>> begin Record set

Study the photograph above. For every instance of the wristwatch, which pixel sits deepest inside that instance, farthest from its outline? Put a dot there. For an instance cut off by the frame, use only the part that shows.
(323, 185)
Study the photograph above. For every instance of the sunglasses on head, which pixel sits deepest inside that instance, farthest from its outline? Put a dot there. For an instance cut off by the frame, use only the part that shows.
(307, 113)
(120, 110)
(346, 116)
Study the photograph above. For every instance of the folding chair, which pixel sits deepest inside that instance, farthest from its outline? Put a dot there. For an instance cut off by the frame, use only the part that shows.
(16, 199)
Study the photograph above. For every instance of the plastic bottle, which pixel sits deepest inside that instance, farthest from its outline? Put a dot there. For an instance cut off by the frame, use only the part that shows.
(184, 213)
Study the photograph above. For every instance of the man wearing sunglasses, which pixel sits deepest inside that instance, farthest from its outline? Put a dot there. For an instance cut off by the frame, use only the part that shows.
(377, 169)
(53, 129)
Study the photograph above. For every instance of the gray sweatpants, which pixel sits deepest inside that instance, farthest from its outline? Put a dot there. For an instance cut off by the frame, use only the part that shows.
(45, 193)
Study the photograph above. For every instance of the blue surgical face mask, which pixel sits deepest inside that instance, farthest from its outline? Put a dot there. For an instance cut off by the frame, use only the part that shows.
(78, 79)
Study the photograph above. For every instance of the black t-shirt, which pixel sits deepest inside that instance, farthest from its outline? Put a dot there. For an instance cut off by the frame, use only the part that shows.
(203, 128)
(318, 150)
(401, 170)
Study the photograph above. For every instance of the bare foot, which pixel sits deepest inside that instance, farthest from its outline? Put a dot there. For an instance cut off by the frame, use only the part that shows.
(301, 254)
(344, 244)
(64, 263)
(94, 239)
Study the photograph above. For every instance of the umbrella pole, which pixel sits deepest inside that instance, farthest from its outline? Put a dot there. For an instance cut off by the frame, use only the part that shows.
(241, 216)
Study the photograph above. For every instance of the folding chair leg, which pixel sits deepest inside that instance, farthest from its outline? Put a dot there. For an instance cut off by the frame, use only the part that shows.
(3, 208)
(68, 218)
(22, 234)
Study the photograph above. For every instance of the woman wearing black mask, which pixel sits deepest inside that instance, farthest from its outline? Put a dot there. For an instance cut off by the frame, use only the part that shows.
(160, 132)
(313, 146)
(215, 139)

>> end Record set

*Instructions for the task*: Turn the records above into a numbered list with one line per item, omitting any blank lines.

*Correct response*:
1. Study the photograph above. For every instance of the wristwatch, which pixel sits deepest inside that instance, farthest from its outline? Put a dot there. For an instance cut off by the frame, use only the part that shows.
2. (323, 185)
3. Study the photograph above. For every instance of the sunglasses on head, which pixel sits deepest inside that instance, farthest from its outline? Put a dot there. For an instance cut off by the frame, use only the part that shows.
4. (307, 113)
5. (120, 110)
6. (346, 116)
7. Study the photograph above. For every instance of the folding chair, which pixel sits deepest inside that instance, farthest from its outline? Put a dot there. For an instance cut off by the frame, use only the part that shows.
8. (16, 199)
9. Study the photograph above. For every instance of the plastic bottle, which pixel sits deepest inside that instance, farthest from its outline? Put a dot there. For an instance cut off by the frame, use only the part that shows.
10. (184, 213)
11. Study the photograph above. For every instance of the man wearing sunglasses, which pixel sits deepest inside that instance, farthest from its outline? Put a dot there. For an instance cut off by the frame, use only the part that shows.
12. (377, 169)
13. (53, 129)
14. Study the photograph above. For every instance of the gray sweatpants, which pixel sits deepest inside that instance, farthest from its outline? Put a dot there. For an instance cut off by the frame, use only the part that shows.
15. (45, 193)
16. Study the photograph above. For every instance of the blue surgical face mask, which pixel sits deepest inside that instance, farthest from its outline? Put a dot there. For an instance cut off by the frame, use only the part that shows.
17. (78, 79)
18. Study the photograph above. For every instance of the black t-shirt, which pixel sits deepest inside that instance, farthest from its outline? Put a dot there. For an instance cut off by the frame, use only the part that shows.
19. (203, 128)
20. (318, 150)
21. (401, 170)
22. Study the photograph above. For every instance of the bare foot, which pixel sits deepest inside that instance, farthest from its outline? Put a dot there. For an instance cut off by the frame, use only the part that shows.
23. (301, 254)
24. (344, 244)
25. (64, 263)
26. (94, 239)
27. Study the photograph above. For every instance of the umbrella pole, which pixel sits deepest inside that instance, farthest from its outline? Put a dot there. For an instance cut off by the frame, use only the part that shows.
28. (241, 216)
29. Study the photograph above. For every instance of the folding chair leg, which pixel sits deepest inside that instance, farthest from its outline? Put a dot there. For an instance cut off by the frame, use only the part that shows.
30. (3, 208)
31. (68, 218)
32. (22, 234)
33. Study the photograph above. For every instance of the woman wearing black mask, which pixel sits deepest inside that instance, farthest from its outline? Put a dot there. For an instance cut off by the frame, use only the part that shows.
34. (160, 132)
35. (313, 146)
36. (215, 139)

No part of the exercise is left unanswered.